■ Brief 1 ■
Please render every line of the records that follow the turkey chili passage below as a Markdown table with the columns "Row" and "Line," numbering the rows and leaving out blank lines and the pictures.

* * *

Made with turkey instead of beef, this low-calorie chili, is perfect for a Sunday tailgate party or a low-key night at home with the family. Don’t be intimidated by the lengthy list of spices — you should already own a few of them, and they all add to the delicious flavoring of this beloved seasonal dish. Trust me, your family and friends will instantly love it!

* * *

■ Brief 2 ■
Continue the turkey chili passage from where it stops.

* * *

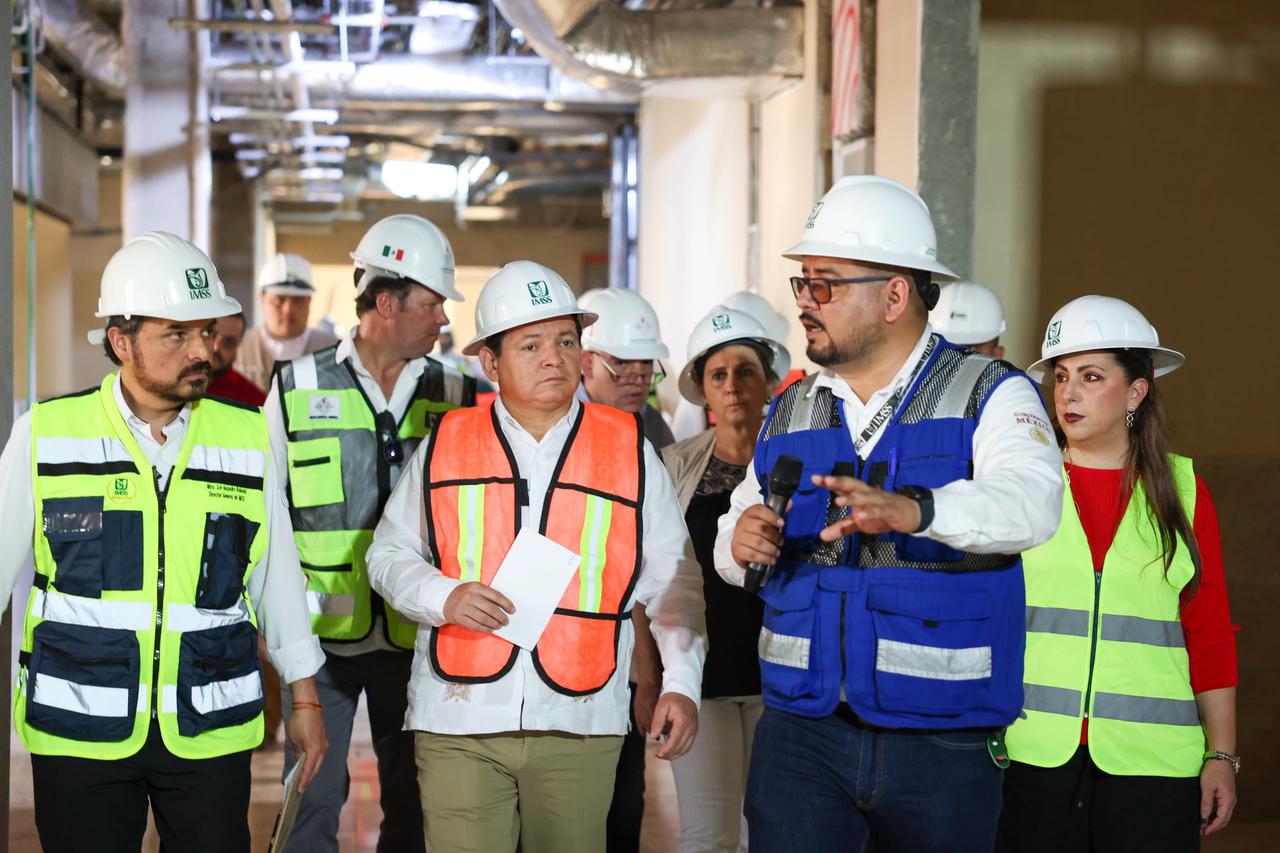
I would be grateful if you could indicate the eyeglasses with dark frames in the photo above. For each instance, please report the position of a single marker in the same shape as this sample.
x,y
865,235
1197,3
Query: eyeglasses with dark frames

* * *

■ Exercise answer 1 ■
| Row | Line |
|---|---|
| 1 | I would be grateful if you could indicate the eyeglasses with dark frames in the photo above. For each instance, please report the position of a single marker in the same shape as this sample. |
| 2 | x,y |
| 3 | 865,235 |
| 4 | 1197,3 |
| 5 | Query: eyeglasses with dark frames |

■ Exercise answer 2 ■
Black Bean Turkey Chili
- 1 pound ground turkey
- 1 cup onion, coarsely chopped
- 1 red bell pepper, seeded & cut into 1/4-inch cubes
- 2 cloves garlic, minced
- 2 jalapeño peppers, seeded and minced
- 1 tablespoon chili powder
- 1 1/2 teaspoons ground cumin
- 1 1/2 teaspoons ground coriander
- 1/2 tablespoon dried oregano
- 1/2 teaspoon dried marjoram
- 1/4 teaspoon red pepper flakes
- 1/4 teaspoon ground cinnamon
- 16 ounces canned whole tomatoes, undrained & coarsely chopped
- 16 ounces black beans, rinsed and well drained
- 1/4 cup fresh cilantro, chopped
- 4 tablespoons shredded cheddar cheese
In a 3-quart saucepan, combine turkey, onion, red pepper, garlic, jalapeño peppers, chili powder, cumin, coriander, oregano, marjoram, red pepper flakes and cinnamon. Cook mixture over medium-high heat, stirring occasionally, until turkey is no longer pink.
Stir in tomatoes and bring to a boil, reduce heat and simmer uncovered for 30 minutes.
Stir in beans and cilantro. Continue cooking for an additional 15 minutes.
Serve topped with Cheddar cheese.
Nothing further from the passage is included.